Written instruction: Would you restate all the data that follows, word for word?

Excerpted data:
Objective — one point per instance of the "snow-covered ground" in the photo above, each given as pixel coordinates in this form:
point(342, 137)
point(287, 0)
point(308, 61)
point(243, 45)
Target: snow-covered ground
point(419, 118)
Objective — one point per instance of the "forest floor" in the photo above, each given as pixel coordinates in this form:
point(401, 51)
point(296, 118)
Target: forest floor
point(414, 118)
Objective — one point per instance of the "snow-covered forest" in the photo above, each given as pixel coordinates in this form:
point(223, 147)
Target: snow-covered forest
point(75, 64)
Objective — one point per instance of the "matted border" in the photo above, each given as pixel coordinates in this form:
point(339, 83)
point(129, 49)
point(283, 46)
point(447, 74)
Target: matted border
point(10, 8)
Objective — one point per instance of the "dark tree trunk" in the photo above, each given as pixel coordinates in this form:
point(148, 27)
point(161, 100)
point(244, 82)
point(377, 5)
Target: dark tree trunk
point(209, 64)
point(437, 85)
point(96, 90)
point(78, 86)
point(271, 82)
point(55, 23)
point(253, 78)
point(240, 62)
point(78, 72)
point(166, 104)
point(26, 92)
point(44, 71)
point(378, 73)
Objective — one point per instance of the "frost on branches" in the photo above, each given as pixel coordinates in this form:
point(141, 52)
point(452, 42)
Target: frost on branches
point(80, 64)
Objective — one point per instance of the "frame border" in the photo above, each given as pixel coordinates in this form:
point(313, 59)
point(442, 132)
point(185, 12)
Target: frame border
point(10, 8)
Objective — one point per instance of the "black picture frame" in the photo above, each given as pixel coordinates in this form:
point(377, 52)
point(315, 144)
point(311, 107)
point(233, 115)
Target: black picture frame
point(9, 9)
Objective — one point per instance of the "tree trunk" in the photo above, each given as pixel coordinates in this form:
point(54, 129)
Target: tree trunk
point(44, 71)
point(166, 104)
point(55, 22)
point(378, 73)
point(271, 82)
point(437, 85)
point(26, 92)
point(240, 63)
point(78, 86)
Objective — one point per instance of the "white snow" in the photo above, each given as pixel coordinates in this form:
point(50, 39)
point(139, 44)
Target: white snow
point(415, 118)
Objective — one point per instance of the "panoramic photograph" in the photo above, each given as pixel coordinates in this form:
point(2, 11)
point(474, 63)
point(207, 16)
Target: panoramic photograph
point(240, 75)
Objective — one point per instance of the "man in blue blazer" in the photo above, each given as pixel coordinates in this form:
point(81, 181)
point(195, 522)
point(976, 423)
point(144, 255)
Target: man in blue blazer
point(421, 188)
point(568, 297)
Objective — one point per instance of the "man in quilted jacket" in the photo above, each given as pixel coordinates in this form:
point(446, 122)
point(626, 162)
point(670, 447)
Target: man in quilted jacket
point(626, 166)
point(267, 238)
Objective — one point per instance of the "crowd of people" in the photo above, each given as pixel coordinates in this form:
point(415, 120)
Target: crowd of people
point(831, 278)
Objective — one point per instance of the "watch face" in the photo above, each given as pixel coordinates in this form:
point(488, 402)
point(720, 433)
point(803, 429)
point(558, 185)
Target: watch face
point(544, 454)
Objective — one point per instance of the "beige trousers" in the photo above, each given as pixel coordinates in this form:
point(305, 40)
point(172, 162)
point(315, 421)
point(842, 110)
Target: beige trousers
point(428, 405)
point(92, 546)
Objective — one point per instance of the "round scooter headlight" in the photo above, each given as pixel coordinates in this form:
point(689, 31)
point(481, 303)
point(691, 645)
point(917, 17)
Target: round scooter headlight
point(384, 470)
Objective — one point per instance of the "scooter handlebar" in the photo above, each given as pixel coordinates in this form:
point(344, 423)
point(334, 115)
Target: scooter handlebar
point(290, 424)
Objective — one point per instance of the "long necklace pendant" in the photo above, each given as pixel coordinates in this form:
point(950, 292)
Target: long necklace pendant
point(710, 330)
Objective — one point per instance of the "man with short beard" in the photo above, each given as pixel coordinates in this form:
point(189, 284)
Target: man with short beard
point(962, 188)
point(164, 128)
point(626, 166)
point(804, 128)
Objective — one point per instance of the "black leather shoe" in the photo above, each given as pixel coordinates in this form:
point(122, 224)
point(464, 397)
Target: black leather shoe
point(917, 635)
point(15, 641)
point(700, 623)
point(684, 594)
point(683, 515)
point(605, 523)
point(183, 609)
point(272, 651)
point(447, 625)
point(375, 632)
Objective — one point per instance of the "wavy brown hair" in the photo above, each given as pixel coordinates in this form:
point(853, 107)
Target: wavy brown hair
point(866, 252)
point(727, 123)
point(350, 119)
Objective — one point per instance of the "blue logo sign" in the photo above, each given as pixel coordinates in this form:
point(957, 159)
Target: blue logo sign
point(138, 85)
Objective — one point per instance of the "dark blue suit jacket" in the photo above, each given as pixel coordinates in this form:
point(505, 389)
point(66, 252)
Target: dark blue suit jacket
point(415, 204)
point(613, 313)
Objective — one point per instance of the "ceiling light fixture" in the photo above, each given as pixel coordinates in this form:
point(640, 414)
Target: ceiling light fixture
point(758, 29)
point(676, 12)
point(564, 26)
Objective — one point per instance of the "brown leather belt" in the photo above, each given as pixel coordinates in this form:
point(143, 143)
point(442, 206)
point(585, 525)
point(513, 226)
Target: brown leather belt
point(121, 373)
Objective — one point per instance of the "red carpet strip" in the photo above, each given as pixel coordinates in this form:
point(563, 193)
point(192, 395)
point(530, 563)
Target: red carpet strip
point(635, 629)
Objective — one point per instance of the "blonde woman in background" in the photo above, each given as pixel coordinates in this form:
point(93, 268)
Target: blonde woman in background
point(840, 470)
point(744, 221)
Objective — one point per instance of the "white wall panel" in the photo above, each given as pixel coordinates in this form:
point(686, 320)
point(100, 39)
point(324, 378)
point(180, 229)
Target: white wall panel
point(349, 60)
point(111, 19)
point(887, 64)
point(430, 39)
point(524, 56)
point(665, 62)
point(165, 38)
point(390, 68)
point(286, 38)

Reply:
Objective — one point per instance of the "snow-covered ground" in the photo above, each given as pixel coordinates in this form:
point(342, 137)
point(287, 0)
point(308, 61)
point(243, 45)
Target: snow-covered ground
point(419, 118)
Objective — one point per instance of the "forest floor" in the photo above, each given as pixel coordinates in this form:
point(401, 51)
point(296, 118)
Target: forest floor
point(414, 118)
Objective — one point per instance of the "snow-covered forest" in the photo above, each given as pixel coordinates in this form:
point(223, 147)
Target: snow-covered forest
point(75, 64)
Objective — one point per instance of the "matted border" in the photo above, each given as pixel coordinates in this form:
point(339, 83)
point(129, 49)
point(283, 46)
point(447, 74)
Target: matted border
point(10, 8)
Objective — one point per instance of the "dark tree trunk" in the photo above, each given as pixel coordinates in this form:
point(148, 27)
point(161, 100)
point(244, 82)
point(377, 5)
Target: dark tree trunk
point(209, 64)
point(437, 85)
point(96, 90)
point(78, 86)
point(271, 82)
point(55, 23)
point(253, 78)
point(240, 62)
point(78, 72)
point(166, 104)
point(26, 92)
point(44, 71)
point(378, 73)
Objective — one point per instance of the "frost on branches" in the photo above, each given as pixel coordinates in this form:
point(141, 52)
point(452, 42)
Target: frost on branches
point(80, 64)
Objective — one point per instance of the "frame border" in the photo above, each given as pixel coordinates in this form:
point(313, 59)
point(442, 132)
point(185, 12)
Target: frame border
point(10, 8)
Objective — one point per instance of the "black picture frame" in the photo above, each given as pixel coordinates in this form:
point(377, 52)
point(315, 144)
point(311, 107)
point(233, 115)
Target: black picture frame
point(9, 9)
Objective — one point per instance of the "tree trunk" in the photo above, each given as pixel coordinates in this form:
point(54, 129)
Target: tree trunk
point(44, 71)
point(166, 104)
point(55, 22)
point(378, 73)
point(271, 82)
point(437, 85)
point(26, 92)
point(240, 63)
point(78, 86)
Objective — one point per instance of the "white snow" in the photo above, each given as pixel coordinates in this form:
point(50, 39)
point(139, 44)
Target: white snow
point(415, 118)
Objective — one point per instance of the "panoramic photograph" in the photo above, each given as pixel coordinates in this form:
point(2, 11)
point(474, 63)
point(207, 16)
Target: panoramic photograph
point(240, 75)
Objective — one point per instance of the "man in blue blazer" in the photo above, each given as pixel coordinates in this form:
point(81, 181)
point(195, 522)
point(976, 423)
point(144, 255)
Target: man in blue blazer
point(421, 188)
point(568, 297)
Objective — one point per instance of the "man in quilted jacket" in the photo above, each given as pixel coordinates in this form:
point(446, 122)
point(626, 162)
point(670, 447)
Target: man in quilted jacket
point(626, 166)
point(267, 238)
Objective — one point per instance of the "crowd of people" in the photo above, each given as pixel coordinates in this form:
point(415, 120)
Target: crowd of people
point(831, 278)
Objective — one point per instance of the "watch face" in the photo above, each given as pixel coordinates in this form:
point(488, 402)
point(720, 433)
point(803, 429)
point(558, 185)
Target: watch face
point(544, 454)
Objective — one point per instance of the "beige trousers" in the photo above, each given as pixel coordinates in this form:
point(305, 40)
point(172, 162)
point(315, 421)
point(842, 110)
Target: beige trousers
point(428, 405)
point(92, 546)
Objective — one point per instance of the "round scooter headlight" in the photo above, each given as pixel coordinates in this form:
point(689, 31)
point(481, 303)
point(691, 645)
point(917, 17)
Target: round scooter headlight
point(384, 470)
Objective — one point per instance of the "scooter handlebar" in the photo above, each given as pixel coordinates in this form:
point(344, 423)
point(334, 115)
Target: scooter handlebar
point(290, 424)
Objective — one point per instance of the "long necklace pendant" in the photo above, each given as pixel coordinates in this form:
point(950, 292)
Target: long necklace pendant
point(710, 330)
Objective — one point per instance of the "man with short beard" in the photo above, each given as pixel coordinates in this form:
point(189, 284)
Target: man with short beard
point(962, 188)
point(164, 128)
point(626, 166)
point(804, 128)
Objective — one point per instance of the "black leather shoe" in the photo above, each given as pixel coordinates in this form:
point(122, 224)
point(464, 397)
Target: black leather shoe
point(917, 635)
point(15, 641)
point(700, 623)
point(684, 594)
point(683, 515)
point(605, 523)
point(183, 609)
point(272, 651)
point(447, 625)
point(375, 632)
Objective — one point per instance of the "wavy brown hair" in the photo above, each given as pixel coordinates in this form:
point(853, 107)
Target: wavy brown hair
point(866, 252)
point(727, 123)
point(350, 119)
Objective — one point per instance of the "blue logo sign" in the photo above, each given as pixel coordinates in this form:
point(957, 159)
Target: blue logo sign
point(138, 85)
Objective — one point per instance of the "dark blue suit jacket" in the photo above, each given as pixel coordinates in this form:
point(505, 389)
point(66, 252)
Target: dark blue suit jacket
point(415, 204)
point(613, 313)
Objective — one point per instance of the "ceiling light fixture" in the photo above, each given as pixel coordinates in this form:
point(640, 414)
Target: ceiling light fixture
point(758, 29)
point(676, 12)
point(564, 26)
Objective — one point per instance of the "brown leather belt" in the photo above, each given as pixel coordinates in this form:
point(143, 143)
point(442, 206)
point(585, 525)
point(513, 226)
Target: brown leather belt
point(121, 373)
Objective — one point per instance of the "red carpet strip" in the photo above, each given as pixel coordinates in this form:
point(563, 193)
point(192, 395)
point(530, 563)
Target: red carpet strip
point(635, 629)
Objective — one point per instance of the "blonde woman in background" in the photo above, each given as pixel coordinates in this form:
point(93, 268)
Target: blonde woman in background
point(840, 470)
point(744, 221)
Objective — one point per instance of the "white wall panel" in the photo above, each given as pixel coordinates in this form:
point(686, 320)
point(100, 39)
point(324, 378)
point(180, 229)
Target: white wall panel
point(349, 60)
point(111, 19)
point(887, 64)
point(430, 39)
point(524, 56)
point(665, 62)
point(165, 38)
point(390, 68)
point(286, 38)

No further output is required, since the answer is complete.